##### Rows #####
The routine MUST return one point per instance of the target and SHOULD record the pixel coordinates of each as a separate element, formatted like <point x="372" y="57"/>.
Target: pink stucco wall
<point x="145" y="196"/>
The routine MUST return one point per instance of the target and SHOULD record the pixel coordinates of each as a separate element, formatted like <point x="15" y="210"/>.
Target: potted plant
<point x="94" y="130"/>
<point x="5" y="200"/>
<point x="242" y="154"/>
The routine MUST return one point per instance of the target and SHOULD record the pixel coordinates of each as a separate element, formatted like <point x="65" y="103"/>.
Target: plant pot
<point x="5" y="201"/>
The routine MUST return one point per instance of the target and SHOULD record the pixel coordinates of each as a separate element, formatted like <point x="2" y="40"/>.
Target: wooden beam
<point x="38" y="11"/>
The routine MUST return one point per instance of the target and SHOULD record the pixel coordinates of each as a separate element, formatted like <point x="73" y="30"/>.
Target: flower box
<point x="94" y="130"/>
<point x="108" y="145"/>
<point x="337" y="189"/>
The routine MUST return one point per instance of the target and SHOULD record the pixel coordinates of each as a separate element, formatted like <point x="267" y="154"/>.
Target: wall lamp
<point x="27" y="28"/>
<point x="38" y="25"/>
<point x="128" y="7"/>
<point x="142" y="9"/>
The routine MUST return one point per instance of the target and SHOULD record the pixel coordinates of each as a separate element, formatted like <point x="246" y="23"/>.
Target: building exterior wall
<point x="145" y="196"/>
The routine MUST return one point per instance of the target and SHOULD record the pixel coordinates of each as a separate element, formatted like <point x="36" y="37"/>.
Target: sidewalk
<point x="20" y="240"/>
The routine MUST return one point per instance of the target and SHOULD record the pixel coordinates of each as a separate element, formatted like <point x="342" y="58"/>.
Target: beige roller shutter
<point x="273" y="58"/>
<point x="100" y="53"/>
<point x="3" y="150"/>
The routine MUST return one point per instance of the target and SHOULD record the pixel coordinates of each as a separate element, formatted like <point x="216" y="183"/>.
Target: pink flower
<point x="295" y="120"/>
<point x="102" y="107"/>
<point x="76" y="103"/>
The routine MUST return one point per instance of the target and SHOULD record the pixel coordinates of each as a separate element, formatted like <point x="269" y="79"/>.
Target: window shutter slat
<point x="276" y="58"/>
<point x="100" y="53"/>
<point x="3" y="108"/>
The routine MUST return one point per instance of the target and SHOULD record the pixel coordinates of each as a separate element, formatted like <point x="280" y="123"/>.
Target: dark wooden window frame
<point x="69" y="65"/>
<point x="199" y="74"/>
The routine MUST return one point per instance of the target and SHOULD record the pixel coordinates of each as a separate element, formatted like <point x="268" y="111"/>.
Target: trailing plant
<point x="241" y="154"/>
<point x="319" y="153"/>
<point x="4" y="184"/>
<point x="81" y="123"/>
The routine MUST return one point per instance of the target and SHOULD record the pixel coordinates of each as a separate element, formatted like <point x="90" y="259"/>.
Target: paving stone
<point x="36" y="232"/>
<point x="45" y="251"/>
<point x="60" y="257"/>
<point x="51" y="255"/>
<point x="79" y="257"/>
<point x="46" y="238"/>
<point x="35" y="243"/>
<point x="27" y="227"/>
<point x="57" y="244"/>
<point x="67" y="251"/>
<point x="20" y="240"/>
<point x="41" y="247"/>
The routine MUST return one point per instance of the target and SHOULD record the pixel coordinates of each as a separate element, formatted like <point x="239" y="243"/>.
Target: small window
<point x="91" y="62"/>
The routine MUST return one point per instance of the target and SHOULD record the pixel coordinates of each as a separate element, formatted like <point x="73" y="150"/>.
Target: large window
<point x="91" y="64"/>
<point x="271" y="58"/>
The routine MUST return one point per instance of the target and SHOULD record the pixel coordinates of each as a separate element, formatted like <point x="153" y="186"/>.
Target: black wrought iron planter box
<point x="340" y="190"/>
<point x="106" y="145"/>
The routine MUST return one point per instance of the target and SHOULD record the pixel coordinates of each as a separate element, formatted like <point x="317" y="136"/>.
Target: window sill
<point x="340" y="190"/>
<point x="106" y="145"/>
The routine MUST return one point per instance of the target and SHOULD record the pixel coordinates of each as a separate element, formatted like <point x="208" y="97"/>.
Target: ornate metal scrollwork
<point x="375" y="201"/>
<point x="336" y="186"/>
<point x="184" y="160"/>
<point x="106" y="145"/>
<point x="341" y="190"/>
#####
##### Rows #####
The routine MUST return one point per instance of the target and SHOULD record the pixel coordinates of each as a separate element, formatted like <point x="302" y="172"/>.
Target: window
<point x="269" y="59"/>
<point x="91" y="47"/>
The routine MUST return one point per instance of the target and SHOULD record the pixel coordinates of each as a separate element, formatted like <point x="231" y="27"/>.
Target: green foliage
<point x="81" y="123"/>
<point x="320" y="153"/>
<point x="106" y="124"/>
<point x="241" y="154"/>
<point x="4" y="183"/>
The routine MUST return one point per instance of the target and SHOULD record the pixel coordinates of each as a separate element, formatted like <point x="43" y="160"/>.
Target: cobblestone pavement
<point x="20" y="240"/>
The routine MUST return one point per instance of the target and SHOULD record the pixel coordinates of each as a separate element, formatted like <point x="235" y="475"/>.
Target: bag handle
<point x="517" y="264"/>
#####
__Request__. Gather every line above that contains the string "shutter" and copy each one in full. Matching is case-sensitive.

__Task solution__.
Target: beige roller shutter
Target: window shutter slat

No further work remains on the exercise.